### Data to process:
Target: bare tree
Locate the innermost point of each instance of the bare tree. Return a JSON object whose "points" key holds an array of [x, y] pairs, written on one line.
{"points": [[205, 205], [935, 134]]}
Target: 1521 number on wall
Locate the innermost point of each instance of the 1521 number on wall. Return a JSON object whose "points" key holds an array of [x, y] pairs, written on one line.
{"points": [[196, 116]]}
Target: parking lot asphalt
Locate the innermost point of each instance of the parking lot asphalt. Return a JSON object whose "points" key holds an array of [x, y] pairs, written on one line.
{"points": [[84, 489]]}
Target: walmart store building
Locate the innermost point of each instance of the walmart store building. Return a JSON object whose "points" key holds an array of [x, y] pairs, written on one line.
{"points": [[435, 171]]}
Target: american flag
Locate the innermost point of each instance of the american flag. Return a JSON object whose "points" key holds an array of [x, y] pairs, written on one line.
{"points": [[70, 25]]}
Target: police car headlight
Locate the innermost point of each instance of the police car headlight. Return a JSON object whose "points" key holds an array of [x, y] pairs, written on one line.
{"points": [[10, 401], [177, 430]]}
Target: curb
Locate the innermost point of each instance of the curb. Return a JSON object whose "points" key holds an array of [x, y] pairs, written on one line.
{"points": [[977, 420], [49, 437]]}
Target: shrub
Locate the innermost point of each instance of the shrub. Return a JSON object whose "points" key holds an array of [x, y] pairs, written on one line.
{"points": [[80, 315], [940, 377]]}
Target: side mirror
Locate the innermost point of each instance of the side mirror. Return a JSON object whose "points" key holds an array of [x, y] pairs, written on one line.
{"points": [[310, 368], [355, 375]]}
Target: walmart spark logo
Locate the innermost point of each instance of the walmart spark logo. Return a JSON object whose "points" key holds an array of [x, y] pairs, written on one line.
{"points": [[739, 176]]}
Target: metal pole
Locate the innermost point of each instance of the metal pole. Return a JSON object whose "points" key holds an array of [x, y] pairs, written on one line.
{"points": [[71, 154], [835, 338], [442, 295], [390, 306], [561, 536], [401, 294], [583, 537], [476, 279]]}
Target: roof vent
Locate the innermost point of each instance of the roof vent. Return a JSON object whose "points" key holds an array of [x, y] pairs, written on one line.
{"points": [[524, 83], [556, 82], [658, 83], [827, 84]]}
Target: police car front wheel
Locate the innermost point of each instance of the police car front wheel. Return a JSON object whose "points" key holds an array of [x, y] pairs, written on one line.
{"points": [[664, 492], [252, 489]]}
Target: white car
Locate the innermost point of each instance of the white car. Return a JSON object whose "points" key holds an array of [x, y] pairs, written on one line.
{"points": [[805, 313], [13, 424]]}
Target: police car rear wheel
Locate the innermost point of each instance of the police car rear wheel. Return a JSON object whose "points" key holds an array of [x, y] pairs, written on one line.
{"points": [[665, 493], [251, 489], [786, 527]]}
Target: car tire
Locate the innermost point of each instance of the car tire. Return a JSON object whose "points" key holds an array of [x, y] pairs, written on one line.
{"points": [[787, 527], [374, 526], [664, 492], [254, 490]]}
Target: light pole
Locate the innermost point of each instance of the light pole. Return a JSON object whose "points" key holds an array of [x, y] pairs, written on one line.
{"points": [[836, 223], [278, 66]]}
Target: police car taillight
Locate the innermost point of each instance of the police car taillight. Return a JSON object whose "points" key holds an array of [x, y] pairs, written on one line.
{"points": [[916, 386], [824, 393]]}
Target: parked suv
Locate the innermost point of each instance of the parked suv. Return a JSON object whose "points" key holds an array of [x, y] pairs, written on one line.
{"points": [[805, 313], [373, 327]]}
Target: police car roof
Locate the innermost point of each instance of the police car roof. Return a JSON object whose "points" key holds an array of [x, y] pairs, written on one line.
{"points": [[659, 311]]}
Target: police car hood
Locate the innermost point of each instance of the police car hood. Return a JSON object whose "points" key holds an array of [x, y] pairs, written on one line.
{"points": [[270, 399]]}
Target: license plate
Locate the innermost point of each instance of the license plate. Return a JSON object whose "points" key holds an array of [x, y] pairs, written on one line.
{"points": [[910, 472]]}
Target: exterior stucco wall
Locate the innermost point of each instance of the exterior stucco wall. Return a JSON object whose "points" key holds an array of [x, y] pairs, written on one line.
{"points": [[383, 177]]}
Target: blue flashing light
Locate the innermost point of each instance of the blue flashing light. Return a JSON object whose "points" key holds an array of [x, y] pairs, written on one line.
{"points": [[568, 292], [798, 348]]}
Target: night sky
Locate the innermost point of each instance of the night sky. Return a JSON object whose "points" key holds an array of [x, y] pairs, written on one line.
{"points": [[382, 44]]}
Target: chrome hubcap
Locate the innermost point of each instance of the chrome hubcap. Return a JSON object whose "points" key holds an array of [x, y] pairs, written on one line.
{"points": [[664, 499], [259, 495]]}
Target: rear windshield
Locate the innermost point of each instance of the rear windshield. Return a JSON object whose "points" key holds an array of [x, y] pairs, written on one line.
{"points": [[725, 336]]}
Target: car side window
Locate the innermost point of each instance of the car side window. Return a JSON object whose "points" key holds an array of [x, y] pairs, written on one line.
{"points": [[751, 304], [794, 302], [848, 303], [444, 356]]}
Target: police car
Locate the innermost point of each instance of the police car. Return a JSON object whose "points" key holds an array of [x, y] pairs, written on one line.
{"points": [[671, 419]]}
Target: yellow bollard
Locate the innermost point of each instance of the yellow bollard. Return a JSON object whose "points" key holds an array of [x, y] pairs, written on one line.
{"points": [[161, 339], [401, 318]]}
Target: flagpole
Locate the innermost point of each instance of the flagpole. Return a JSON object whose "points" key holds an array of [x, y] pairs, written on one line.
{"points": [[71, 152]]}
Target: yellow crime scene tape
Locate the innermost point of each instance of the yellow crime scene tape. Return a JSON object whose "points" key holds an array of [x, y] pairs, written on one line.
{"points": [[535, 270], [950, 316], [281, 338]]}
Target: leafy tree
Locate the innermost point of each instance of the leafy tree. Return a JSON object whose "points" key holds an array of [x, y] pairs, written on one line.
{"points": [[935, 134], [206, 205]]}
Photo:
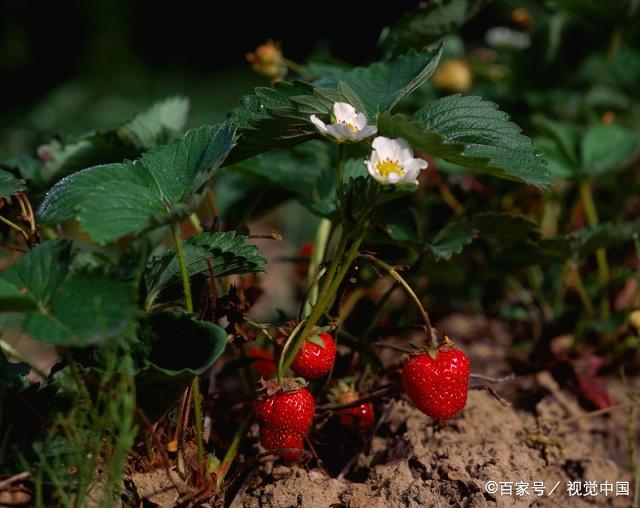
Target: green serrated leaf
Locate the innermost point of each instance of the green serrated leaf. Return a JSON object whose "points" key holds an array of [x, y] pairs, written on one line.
{"points": [[474, 133], [607, 147], [10, 185], [271, 119], [500, 231], [174, 348], [586, 241], [317, 340], [429, 23], [226, 253], [295, 170], [163, 186], [157, 125], [63, 307], [383, 84]]}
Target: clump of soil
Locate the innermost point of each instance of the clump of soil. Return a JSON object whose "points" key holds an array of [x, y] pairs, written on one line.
{"points": [[412, 462]]}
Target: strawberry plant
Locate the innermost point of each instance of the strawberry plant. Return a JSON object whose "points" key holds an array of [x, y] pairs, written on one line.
{"points": [[440, 181]]}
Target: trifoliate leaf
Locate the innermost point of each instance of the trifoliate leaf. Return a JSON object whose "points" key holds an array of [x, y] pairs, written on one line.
{"points": [[226, 253], [606, 148], [383, 84], [9, 184], [164, 185], [586, 241], [175, 347], [471, 132], [295, 169], [278, 117], [270, 119], [158, 125], [63, 307]]}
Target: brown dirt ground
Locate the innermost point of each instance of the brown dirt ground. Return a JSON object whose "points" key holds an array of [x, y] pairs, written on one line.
{"points": [[421, 465]]}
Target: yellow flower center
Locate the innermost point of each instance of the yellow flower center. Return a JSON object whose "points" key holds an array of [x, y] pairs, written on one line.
{"points": [[351, 127], [387, 166]]}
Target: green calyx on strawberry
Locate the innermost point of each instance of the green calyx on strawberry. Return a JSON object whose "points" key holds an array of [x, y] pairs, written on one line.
{"points": [[360, 417], [437, 380], [285, 414], [316, 356]]}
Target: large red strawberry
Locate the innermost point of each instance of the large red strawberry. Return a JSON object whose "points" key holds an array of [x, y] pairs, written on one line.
{"points": [[273, 437], [262, 361], [438, 381], [285, 414], [314, 360]]}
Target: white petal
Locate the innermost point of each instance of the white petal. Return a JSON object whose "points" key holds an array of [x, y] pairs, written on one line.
{"points": [[320, 125], [368, 131], [371, 168], [411, 174], [340, 131], [411, 163], [386, 148], [343, 112], [359, 121], [393, 178], [403, 145]]}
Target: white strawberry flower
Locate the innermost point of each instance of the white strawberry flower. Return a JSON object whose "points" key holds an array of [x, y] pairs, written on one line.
{"points": [[348, 124], [392, 162]]}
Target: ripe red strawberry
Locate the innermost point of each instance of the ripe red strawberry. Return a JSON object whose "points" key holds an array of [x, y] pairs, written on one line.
{"points": [[438, 385], [265, 367], [291, 411], [314, 361], [273, 438]]}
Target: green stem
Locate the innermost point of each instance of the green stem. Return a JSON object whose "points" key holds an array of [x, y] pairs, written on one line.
{"points": [[400, 280], [14, 226], [591, 212], [341, 195], [332, 280], [319, 250], [195, 383], [183, 268], [579, 287], [232, 451], [197, 410]]}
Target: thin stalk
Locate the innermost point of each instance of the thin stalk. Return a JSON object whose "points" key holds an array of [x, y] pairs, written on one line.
{"points": [[591, 212], [14, 226], [579, 287], [195, 384], [400, 280], [184, 274], [195, 222], [341, 196], [328, 290], [197, 410], [319, 250], [232, 451]]}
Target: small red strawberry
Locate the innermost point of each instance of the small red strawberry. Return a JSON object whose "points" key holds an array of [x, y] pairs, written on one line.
{"points": [[262, 361], [315, 360], [437, 381], [288, 410], [273, 438]]}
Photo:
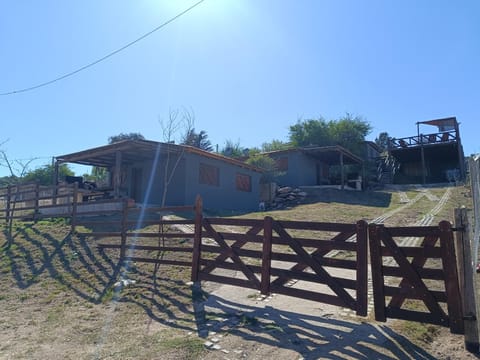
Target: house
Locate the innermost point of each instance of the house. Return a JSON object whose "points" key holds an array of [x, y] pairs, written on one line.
{"points": [[431, 157], [317, 165], [140, 169]]}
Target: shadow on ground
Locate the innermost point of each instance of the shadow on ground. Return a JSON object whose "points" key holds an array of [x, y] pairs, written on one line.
{"points": [[312, 337], [77, 264]]}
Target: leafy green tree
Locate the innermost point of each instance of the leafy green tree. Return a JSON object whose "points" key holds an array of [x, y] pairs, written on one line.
{"points": [[275, 145], [199, 140], [124, 136], [348, 132], [44, 174]]}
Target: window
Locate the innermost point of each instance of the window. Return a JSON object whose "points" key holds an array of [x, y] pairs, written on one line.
{"points": [[282, 164], [208, 175], [243, 182]]}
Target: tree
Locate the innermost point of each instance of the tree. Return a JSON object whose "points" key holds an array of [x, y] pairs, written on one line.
{"points": [[348, 132], [44, 174], [233, 150], [124, 136], [199, 140], [176, 120], [275, 145]]}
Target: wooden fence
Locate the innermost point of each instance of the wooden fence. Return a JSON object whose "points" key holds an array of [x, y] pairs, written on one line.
{"points": [[325, 262], [406, 275]]}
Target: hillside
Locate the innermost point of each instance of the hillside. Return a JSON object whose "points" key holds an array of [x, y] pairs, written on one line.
{"points": [[58, 297]]}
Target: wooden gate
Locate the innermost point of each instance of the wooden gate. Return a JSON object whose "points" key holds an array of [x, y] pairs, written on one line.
{"points": [[420, 283], [283, 256]]}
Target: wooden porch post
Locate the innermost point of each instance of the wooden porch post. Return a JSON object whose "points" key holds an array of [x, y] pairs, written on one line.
{"points": [[342, 172], [55, 182], [266, 255], [424, 170]]}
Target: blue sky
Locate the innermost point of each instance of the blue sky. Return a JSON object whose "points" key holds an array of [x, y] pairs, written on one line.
{"points": [[247, 68]]}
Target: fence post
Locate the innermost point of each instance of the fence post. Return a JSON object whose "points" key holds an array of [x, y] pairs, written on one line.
{"points": [[123, 233], [452, 288], [266, 255], [467, 280], [9, 199], [74, 207], [37, 200], [362, 268], [197, 240], [375, 232]]}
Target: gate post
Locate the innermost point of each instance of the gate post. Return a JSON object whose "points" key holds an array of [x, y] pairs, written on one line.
{"points": [[362, 268], [197, 239], [466, 270], [266, 255]]}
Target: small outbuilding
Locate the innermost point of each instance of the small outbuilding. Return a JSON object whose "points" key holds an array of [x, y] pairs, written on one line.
{"points": [[156, 173]]}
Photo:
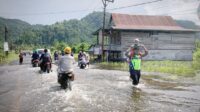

### What is required:
Go through the records above and list every line that contains the string "night", matching case exactly.

### Task output:
Target: night sky
Locate the innermost point of each instance of the night sky. Return a JSON object whose "points" key holds an array of [x, y] pairs, written on one line.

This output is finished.